* AVAILABLE DATA *

——————

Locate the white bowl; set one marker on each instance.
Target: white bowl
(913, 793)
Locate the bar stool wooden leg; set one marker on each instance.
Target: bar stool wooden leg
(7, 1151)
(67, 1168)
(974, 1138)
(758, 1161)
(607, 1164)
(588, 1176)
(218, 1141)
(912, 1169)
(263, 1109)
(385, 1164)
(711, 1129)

——————

* TASK ITEM *
Check every line of the data, and copy the ones that contain "Locate".

* SOLUTION *
Locate the white bowl; set one marker on each instance.
Locate the bar stool wooden leg; set one marker on each instance.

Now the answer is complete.